Consegna:
Indica se le affermazioni seguenti concordano con il brano sulla falda d'ebano che galleggia, rispondendo sì o no e citando alla lettera le parole decisive. 1. L'acqua oppone resistenza alla semplice divisione. 2. La pura falda d'ebano messa nell'acqua va al fondo perché è più grave dell'acqua. 3. Ciò che si posa sull'acqua è un composto di ebano e aria.

Brano scelto:

• • •

Riceuasi dunque, per vera, e indubitata conclusione, che l'acqua non ha renitenza alcuna alla semplice diuisione e che non è possibile il ritrouar corpo solido alcuno, di qualunque figura esser si voglia, al quale, messo nell'acqua, resti dalla crassizie di quella proibito, e tolto il muouersi in sù, o in giù, secondochè egli supererà, o sarà superato dall'acqua in grauità, ancorchè l'eccesso, e differenza sia insensibile. Quando dunque noi vediamo la falda d'ebano, o d'altra materia, più graue dell'acqua, trattenersi a' confini cell'acqua, e dell'aria, senza sommergersi, ad altro fonte bisogna, che ricorriamo, per inuestigar la cagion di cotale effetto, che alla larghezza della figura impotente a superar la renitenza, con la quale l'acqua contrasta alla diuisione, già che tal resistenza non è, e da quello, che non è non si dee attendere azione alcuna. Resta dunque, come già s'è detto, verissimo, ciò auuenire, perchè quello, che si posa in tal modo su l'acqua, non è il medesimo corpo, che quello che si mette nell'acqua: perchè questo, che si mette nell'acqua, è la pura falda d'ebano, che, per esser più graue dell'acqua, va al fondo, e quello, che si posa su l'acqua, è vn composto d'ebano, e di tanta aria, che tra ambedue sono in ispecie men graui dell'acqua, e però non discendono.

• • •

Dati forniti:
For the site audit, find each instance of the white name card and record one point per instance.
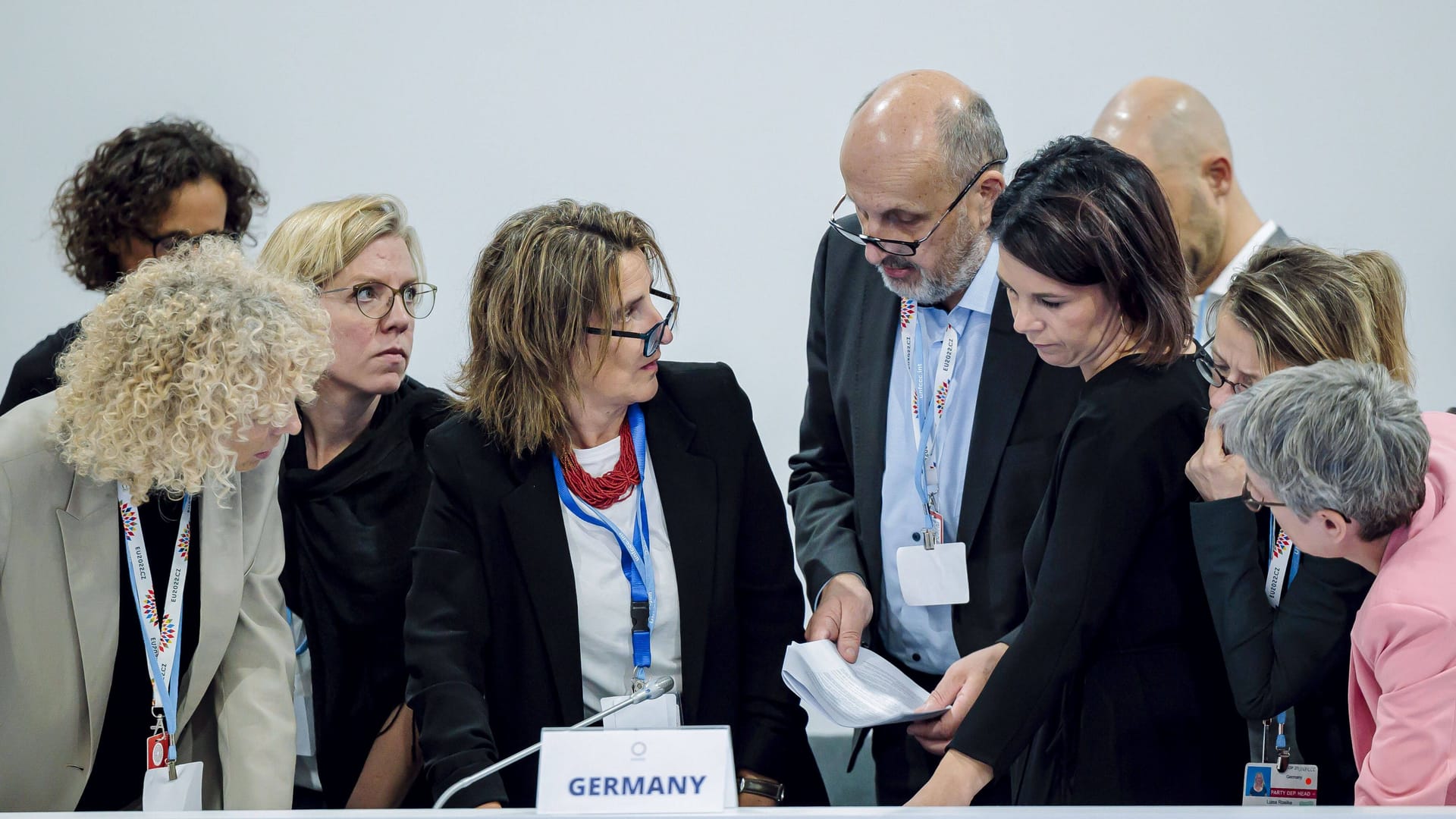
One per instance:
(637, 771)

• • •

Risposta attesa:
1. No: «l'acqua non ha renitenza alcuna alla semplice diuisione»
2. Sì: «è la pura falda d'ebano, che, per esser più graue dell'acqua, va al fondo»
3. Sì: «quello, che si posa su l'acqua, è vn composto d'ebano, e di tanta aria»